Given problem:
Rewrite the lines of the items below as a numbered list, skipping any blank lines and leaving the pictures out.

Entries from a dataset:
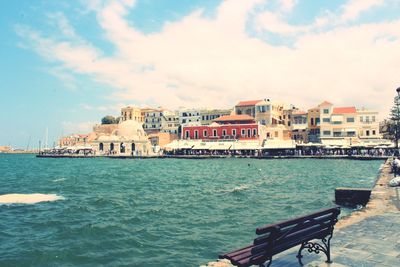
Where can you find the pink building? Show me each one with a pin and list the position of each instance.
(239, 127)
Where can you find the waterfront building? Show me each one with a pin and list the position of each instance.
(247, 107)
(368, 125)
(313, 125)
(189, 117)
(170, 122)
(131, 113)
(299, 126)
(160, 120)
(278, 132)
(75, 140)
(229, 127)
(160, 139)
(264, 111)
(128, 138)
(207, 116)
(347, 126)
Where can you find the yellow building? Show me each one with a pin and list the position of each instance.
(132, 113)
(128, 138)
(368, 125)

Answer for this exercise:
1. Where can you find the pink building? Show me each one with a pin and list the position of each instance.
2. (239, 127)
3. Where can you find the waterfront building? Show me each one with a pin and list the position of each instance.
4. (247, 107)
5. (368, 125)
6. (313, 125)
7. (189, 117)
8. (170, 122)
9. (131, 113)
10. (299, 126)
11. (160, 120)
12. (278, 132)
13. (75, 140)
14. (229, 127)
15. (160, 139)
16. (264, 111)
17. (128, 138)
18. (207, 116)
19. (347, 126)
20. Where can you find the yellow building? Show me each one with a pin and list the position of each instance.
21. (132, 113)
22. (128, 138)
23. (368, 125)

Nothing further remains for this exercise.